** ACTIVITIES **
**A)** Please list every abbreviation that the article on tax deduction for rent spells out in full, each with its full form.
**B)** In the article on tax deduction for rent, what rate of tax must be deducted at source when monthly house rent exceeds Rs 50,000?

** TEXT FOR ANALYSIS **
In a move that could curb false house rent allowance (HRA) claims, payment of house rent exceeding Rs 50,000 a month has to be accompanied by a 5 percent tax deduction at source (TDS).
The TDS requirement does exist at present but only for individuals and Hindu Undivided Families (HUFs) who need to get their books of accounts audited under Section 44AB of the Income-Tax (I-T) Act. Such assessees need to deduct tax if the yearly rent is more than Rs 1.8 lakh. But, the majority of business owners and HUFs don’t need to get their books audited. Salaried individuals, too, have no such requirement. Most tenants, therefore, didn’t have to worry about TDS until now.
The fine print
The Union Budget has ushered in TDS for rent payment by adding a new Section 194-IB to the I-T Act. This brings into the fold even those individuals and HUFs who are not covered by the requirement of tax audit under Section 44AB.
The main condition of this provision is that payment of rent needs to be made to a resident during the year. This clause is significant because if the rent is paid to a non-resident Indian, the TDS requirement will not arise.

** MATERIAL SUPPLIED **
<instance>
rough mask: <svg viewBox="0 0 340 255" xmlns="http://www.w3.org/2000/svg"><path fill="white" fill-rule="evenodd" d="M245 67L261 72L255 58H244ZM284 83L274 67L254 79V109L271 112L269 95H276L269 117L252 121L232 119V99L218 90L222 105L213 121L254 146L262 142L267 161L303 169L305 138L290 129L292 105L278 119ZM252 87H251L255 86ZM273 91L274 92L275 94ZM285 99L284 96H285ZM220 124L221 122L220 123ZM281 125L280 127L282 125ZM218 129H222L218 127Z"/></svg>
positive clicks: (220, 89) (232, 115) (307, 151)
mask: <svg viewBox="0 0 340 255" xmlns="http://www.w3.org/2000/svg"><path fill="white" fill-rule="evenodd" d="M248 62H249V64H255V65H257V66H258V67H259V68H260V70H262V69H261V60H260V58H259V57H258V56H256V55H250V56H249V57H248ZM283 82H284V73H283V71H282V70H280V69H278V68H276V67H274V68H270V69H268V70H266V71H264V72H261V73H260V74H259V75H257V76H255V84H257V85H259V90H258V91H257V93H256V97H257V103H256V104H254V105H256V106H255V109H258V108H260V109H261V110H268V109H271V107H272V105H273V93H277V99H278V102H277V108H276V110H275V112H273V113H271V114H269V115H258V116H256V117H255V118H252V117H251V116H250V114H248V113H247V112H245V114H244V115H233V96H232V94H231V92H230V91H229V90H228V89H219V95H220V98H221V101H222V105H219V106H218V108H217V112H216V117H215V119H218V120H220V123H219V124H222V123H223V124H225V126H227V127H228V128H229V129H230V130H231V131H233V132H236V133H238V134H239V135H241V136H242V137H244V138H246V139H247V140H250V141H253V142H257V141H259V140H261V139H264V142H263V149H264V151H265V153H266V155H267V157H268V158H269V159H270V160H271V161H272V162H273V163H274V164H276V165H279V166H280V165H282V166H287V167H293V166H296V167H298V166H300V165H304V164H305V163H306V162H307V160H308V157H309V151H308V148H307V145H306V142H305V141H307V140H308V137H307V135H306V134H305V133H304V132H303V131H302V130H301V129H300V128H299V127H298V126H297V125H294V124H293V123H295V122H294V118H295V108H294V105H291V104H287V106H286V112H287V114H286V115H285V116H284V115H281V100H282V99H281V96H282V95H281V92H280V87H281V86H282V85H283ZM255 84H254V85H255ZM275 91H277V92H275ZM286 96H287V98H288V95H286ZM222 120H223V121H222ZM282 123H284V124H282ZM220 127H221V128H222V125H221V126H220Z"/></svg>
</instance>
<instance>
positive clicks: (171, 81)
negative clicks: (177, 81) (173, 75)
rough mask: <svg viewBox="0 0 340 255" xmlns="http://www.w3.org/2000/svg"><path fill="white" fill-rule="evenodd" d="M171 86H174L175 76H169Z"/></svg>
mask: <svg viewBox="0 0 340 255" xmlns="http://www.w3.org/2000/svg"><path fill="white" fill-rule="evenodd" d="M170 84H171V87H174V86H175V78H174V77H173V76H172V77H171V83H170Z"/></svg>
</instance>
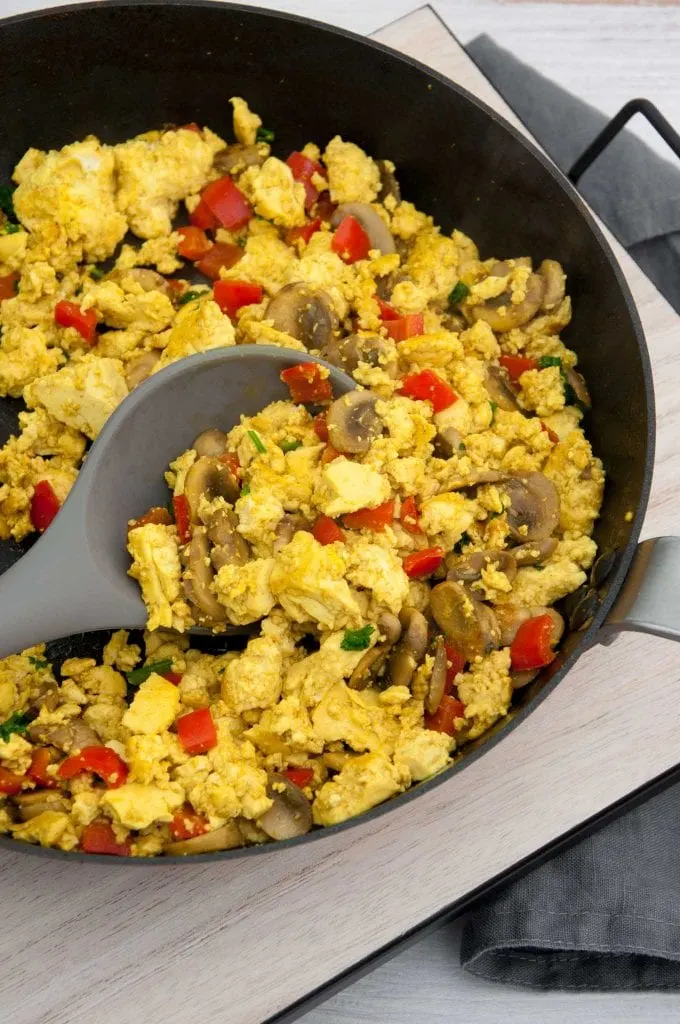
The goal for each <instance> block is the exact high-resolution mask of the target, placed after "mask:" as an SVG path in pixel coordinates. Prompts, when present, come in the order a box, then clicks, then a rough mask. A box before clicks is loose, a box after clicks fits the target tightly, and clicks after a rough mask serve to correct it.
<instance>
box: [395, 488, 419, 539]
mask: <svg viewBox="0 0 680 1024" xmlns="http://www.w3.org/2000/svg"><path fill="white" fill-rule="evenodd" d="M419 519H420V512H419V511H418V509H417V508H416V499H415V498H413V497H410V498H405V499H403V501H402V502H401V511H400V512H399V522H400V523H401V525H402V526H403V528H405V529H406V530H407V531H408V532H409V534H422V532H423V531H422V529H421V528H420V525H419V522H418V520H419Z"/></svg>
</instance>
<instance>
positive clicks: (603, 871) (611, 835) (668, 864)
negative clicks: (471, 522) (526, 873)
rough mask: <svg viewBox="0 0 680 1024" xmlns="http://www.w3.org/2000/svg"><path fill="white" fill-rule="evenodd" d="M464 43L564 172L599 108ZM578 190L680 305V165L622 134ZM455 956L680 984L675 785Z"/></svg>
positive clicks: (508, 61) (505, 901) (553, 863)
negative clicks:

** SOLUTIONS TO THE TASKS **
**A)**
- HRA: house rent allowance
- TDS: tax deduction at source
- HUFs: Hindu Undivided Families
- I-T: Income-Tax

**B)** 5 percent.